____ RECORDS SUPPLIED
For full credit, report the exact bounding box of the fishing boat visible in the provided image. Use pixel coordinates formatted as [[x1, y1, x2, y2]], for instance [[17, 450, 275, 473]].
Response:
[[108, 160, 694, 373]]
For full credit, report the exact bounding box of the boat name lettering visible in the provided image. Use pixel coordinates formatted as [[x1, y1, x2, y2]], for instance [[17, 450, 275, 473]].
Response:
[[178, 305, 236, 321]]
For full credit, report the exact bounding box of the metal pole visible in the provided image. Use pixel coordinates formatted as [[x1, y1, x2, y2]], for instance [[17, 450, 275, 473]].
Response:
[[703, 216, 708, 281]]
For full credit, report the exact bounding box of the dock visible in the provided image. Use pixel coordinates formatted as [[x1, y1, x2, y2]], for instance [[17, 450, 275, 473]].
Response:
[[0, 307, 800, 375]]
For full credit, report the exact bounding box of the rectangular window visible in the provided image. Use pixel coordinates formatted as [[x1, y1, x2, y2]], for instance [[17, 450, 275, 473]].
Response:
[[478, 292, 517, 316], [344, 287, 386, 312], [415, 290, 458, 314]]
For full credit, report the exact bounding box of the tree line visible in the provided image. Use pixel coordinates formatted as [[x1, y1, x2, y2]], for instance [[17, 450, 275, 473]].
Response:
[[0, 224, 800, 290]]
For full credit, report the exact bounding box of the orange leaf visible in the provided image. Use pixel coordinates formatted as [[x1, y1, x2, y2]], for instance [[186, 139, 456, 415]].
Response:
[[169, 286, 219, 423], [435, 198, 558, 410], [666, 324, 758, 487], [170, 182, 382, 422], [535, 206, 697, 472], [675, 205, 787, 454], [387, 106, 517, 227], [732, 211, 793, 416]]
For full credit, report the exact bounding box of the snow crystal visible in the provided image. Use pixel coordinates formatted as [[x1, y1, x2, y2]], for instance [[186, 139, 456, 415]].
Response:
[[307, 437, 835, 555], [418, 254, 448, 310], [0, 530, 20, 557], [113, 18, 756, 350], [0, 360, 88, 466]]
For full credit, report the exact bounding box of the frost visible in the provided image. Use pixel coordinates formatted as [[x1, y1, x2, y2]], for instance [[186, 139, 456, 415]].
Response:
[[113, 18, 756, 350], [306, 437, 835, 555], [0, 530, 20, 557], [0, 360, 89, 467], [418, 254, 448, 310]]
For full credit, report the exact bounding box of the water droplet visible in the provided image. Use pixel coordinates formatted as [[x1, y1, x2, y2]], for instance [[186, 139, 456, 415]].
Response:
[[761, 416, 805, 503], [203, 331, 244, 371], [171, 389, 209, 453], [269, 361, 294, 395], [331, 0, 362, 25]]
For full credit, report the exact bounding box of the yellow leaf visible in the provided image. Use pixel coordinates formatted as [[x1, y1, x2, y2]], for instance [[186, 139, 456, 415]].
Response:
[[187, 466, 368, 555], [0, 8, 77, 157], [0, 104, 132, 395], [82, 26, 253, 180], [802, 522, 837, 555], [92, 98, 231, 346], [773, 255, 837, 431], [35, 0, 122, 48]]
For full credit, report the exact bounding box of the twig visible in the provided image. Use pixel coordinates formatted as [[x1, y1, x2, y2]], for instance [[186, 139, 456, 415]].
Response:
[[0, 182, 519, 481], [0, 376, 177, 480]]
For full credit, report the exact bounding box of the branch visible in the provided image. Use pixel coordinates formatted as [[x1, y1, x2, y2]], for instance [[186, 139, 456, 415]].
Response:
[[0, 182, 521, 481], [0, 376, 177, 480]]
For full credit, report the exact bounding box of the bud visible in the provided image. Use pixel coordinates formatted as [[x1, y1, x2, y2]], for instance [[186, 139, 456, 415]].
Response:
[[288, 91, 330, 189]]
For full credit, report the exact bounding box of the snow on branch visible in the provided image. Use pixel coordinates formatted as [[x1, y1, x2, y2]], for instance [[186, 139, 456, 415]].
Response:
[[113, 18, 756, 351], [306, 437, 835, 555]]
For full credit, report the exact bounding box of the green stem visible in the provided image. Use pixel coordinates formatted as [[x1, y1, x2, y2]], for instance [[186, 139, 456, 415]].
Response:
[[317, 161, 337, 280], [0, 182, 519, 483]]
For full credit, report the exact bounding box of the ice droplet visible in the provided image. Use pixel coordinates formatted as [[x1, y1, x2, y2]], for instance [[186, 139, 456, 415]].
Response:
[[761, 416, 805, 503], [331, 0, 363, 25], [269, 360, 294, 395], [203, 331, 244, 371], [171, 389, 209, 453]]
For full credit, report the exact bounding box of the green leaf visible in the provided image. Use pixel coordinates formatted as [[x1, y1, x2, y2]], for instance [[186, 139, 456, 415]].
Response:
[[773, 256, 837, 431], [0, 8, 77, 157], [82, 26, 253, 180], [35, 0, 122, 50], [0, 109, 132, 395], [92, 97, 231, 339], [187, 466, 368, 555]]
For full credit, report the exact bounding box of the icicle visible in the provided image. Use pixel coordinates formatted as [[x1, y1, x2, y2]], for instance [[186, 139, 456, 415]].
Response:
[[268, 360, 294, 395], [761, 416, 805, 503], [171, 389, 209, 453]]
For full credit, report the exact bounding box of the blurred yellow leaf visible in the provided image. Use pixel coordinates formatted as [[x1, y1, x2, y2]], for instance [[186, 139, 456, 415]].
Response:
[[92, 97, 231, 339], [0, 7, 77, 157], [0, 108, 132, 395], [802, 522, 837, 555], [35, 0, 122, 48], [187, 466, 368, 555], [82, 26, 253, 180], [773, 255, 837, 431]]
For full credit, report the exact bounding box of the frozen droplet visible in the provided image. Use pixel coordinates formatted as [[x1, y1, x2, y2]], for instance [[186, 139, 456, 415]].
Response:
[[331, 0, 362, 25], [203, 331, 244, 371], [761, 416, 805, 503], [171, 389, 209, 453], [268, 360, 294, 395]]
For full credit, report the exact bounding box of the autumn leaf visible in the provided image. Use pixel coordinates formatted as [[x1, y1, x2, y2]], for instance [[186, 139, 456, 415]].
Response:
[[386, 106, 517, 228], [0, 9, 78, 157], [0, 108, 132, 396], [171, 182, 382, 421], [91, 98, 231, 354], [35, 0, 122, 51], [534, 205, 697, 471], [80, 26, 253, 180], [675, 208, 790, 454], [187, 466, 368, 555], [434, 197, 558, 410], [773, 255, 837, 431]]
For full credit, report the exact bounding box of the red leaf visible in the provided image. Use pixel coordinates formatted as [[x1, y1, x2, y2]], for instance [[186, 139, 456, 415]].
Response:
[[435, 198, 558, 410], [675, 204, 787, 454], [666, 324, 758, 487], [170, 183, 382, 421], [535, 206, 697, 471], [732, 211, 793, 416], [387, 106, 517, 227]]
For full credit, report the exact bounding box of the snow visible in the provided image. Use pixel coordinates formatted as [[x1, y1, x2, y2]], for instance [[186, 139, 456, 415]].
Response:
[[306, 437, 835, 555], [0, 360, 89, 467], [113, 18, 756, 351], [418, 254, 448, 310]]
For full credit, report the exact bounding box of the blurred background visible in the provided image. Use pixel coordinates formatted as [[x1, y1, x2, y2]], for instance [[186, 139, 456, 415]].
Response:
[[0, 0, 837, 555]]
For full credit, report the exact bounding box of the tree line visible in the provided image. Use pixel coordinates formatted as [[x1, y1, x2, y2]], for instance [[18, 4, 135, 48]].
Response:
________
* **PROBLEM TO SOLVE**:
Copy all of the material word for word.

* **FINAL RESULT**:
For full credit, report the exact bounding box of the fishing boat visible in the provided image. Use pixel coordinates formatted as [[x1, y1, x2, y2]], for instance [[17, 450, 275, 473]].
Response:
[[108, 160, 694, 373]]
For full credit, report the exact bounding box of the boat name lettering visible in the provided image. Use pixel coordinates formatted as [[x1, y1, x2, y2]], for instance [[17, 450, 275, 473]].
Response:
[[178, 305, 236, 321]]
For full credit, report the exact bounding box of the metal pole visible in the provided image. Use pixel coordinates formatted as [[x1, y1, x2, y2]], for instance [[17, 450, 275, 473]].
Response:
[[703, 216, 708, 281]]
For full credit, report the exact bounding box of the dock visible in the provided image. Use pixel coordinates formatted as [[x1, y1, x2, y2]], for instance [[17, 450, 275, 473]].
Response:
[[0, 307, 800, 375]]
For full credit, report the exact bounding box of the rectangular window visible in the provided image. Use pixel coordinates formatted as [[x1, y1, x2, y2]], for instance [[17, 450, 275, 473]].
Response:
[[478, 292, 517, 316], [344, 287, 386, 312], [415, 290, 458, 314]]
For full credit, report the exact bounding box of the tree line visible in the provided image. Use pixel coordinates formatted as [[x1, y1, x2, y2]], for instance [[17, 450, 275, 473]].
Response:
[[0, 224, 800, 290]]
For full credit, report the exact bounding box of the orange leaf visible in the provided image. Use pixel coordinates formatted as [[x1, y1, x2, y2]], for instance [[186, 139, 456, 415]].
Response:
[[169, 286, 219, 423], [435, 198, 558, 410], [666, 324, 758, 487], [170, 182, 382, 422], [535, 206, 697, 472], [675, 205, 787, 454], [387, 106, 517, 227], [732, 211, 793, 416]]
For full credit, report the exact bounding box of the snow crystal visible in the provided image. Use pixel coordinates formatted as [[x1, y1, x2, y2]], for instance [[186, 139, 456, 415]].
Response:
[[307, 437, 835, 555], [418, 254, 448, 310], [0, 530, 20, 557], [113, 18, 756, 350], [0, 360, 88, 466]]
For full credit, report the exact bounding box of the frost visible in the provided image. Use pixel coordinates formatted as [[x1, y1, x2, y2]], for instance [[186, 139, 456, 415]].
Response:
[[113, 18, 756, 350], [306, 437, 835, 555], [0, 530, 20, 557], [0, 360, 89, 467], [418, 254, 448, 310]]
For full credit, report the exact bounding box of the water droplet visible in the provided image. Use pixel coordinates formatted as [[x1, y1, x2, y2]], for instance [[186, 139, 456, 415]].
Response:
[[761, 416, 805, 503], [203, 331, 244, 371], [171, 389, 209, 453], [269, 361, 294, 395], [331, 0, 362, 25]]
For full credit, report the exact bounding box of the yellow leaf visible in the provided image. Use pixel coordinates formatted as [[x1, y1, x2, y2]], for instance [[186, 139, 456, 415]].
Response:
[[187, 466, 368, 555], [0, 8, 77, 157], [0, 104, 132, 395], [82, 26, 253, 180], [802, 522, 837, 555], [92, 98, 231, 346], [773, 255, 837, 431], [35, 0, 122, 48]]
For full credit, report the exact bounding box of the twig visible in the provided image. Use pixel coordinates formatted as [[x1, y1, x2, y2]], for instance [[186, 139, 456, 415]].
Response:
[[0, 182, 519, 481], [0, 376, 177, 480]]
For full credit, report the exact bounding box of the branch visible in the provided image. Use pixel coordinates formatted as [[x1, y1, x2, y2]], for instance [[186, 139, 456, 415]].
Response:
[[0, 182, 521, 481], [0, 376, 177, 480]]
For full credit, report the exact bounding box of the bud visible in the provided image. Use pixel coordinates formatted as [[x1, y1, x2, y2]], for instance [[186, 139, 456, 415]].
Response:
[[288, 91, 330, 189]]
For full credit, report the exact bounding box of the snow on branch visible in the provided image. Use pixel coordinates formatted as [[x1, y1, x2, y2]], for instance [[186, 139, 456, 415]].
Response:
[[113, 18, 756, 351], [306, 437, 835, 555]]
For full credit, report the exact bounding box of the green stem visible in the provided image. Use pixel coordinates formatted as [[x1, y1, x2, y2]], for instance [[186, 139, 456, 415]].
Response:
[[317, 161, 337, 280], [0, 182, 519, 483]]
For full credit, report the exact bounding box of the ice droplet visible in the provided image. Use pixel coordinates formatted as [[x1, y1, x2, y2]], for instance [[186, 139, 456, 415]].
Response:
[[761, 416, 805, 503], [331, 0, 363, 25], [269, 360, 294, 395], [203, 331, 244, 371], [171, 389, 209, 453]]
For full credit, report the exact bounding box of the green leaf visible in the provided image. Use pixel coordinates formatted as [[x1, y1, x2, y2]], for instance [[186, 139, 456, 415]].
Response:
[[773, 256, 837, 431], [0, 8, 77, 157], [82, 26, 253, 180], [35, 0, 122, 50], [0, 109, 132, 395], [92, 97, 231, 339], [187, 466, 368, 555]]
For full credit, report the exact bounding box of the icicle visible in the provided image. Use pixel coordinates formatted as [[x1, y1, x2, y2]], for instance [[186, 139, 456, 415]].
Response:
[[268, 360, 294, 395], [761, 416, 805, 503], [171, 389, 209, 453]]
For full credit, report the exact bounding box of the blurred yellow leaf visible in the provided image. Use pixel coordinates formatted as [[x1, y1, x2, y2]], for instance [[186, 139, 456, 415]].
Response:
[[92, 97, 231, 339], [0, 7, 77, 157], [0, 108, 132, 395], [802, 522, 837, 555], [35, 0, 122, 48], [187, 466, 368, 555], [82, 26, 253, 180], [773, 255, 837, 431]]
For full credit, report the exact bounding box of the frozen droplet visible in the provided image. Use pixel coordinates formatted as [[x1, y1, x2, y2]], for instance [[186, 139, 456, 415]].
Response:
[[331, 0, 362, 25], [203, 331, 244, 371], [761, 416, 805, 503], [171, 389, 209, 453], [268, 360, 294, 395]]
For full credit, report the exact bounding box of the autumn leaf visible in the provided image. Use pixel coordinates formatted as [[x1, y1, x2, y2]], for instance [[186, 139, 456, 415]].
Response:
[[386, 106, 517, 228], [0, 9, 78, 157], [0, 108, 132, 396], [171, 182, 382, 421], [91, 98, 231, 354], [35, 0, 122, 51], [534, 205, 697, 471], [80, 26, 253, 180], [675, 208, 790, 454], [187, 466, 368, 555], [434, 197, 558, 410], [773, 255, 837, 431]]
For full credit, report the exact bounding box of the red leaf visible in the provided image. Use pixel coordinates formatted as [[x1, y1, x2, y2]], for instance [[186, 139, 456, 415]].
Response:
[[435, 198, 558, 410], [675, 204, 787, 454], [666, 324, 758, 487], [170, 183, 382, 421], [535, 206, 697, 471], [732, 211, 793, 416], [387, 106, 517, 227]]
For full credit, report the exact bounding box of the snow visible in the provided image. Use pixel coordinates formatted as [[x1, y1, x2, y2]], for instance [[186, 139, 456, 415]].
Response:
[[306, 437, 835, 555], [0, 360, 89, 467], [113, 18, 756, 351], [418, 254, 448, 310]]
For full credit, report the exact bounding box of the blurred background visible in the provided image. Use pixel coordinates formatted as [[x1, y1, x2, y2]], for instance [[186, 139, 456, 415]].
Response:
[[0, 0, 837, 555]]
For full credit, report the exact bounding box of the tree line visible in the provided image. Use pixel coordinates formatted as [[x1, y1, x2, y2]], for instance [[18, 4, 135, 48]].
Response:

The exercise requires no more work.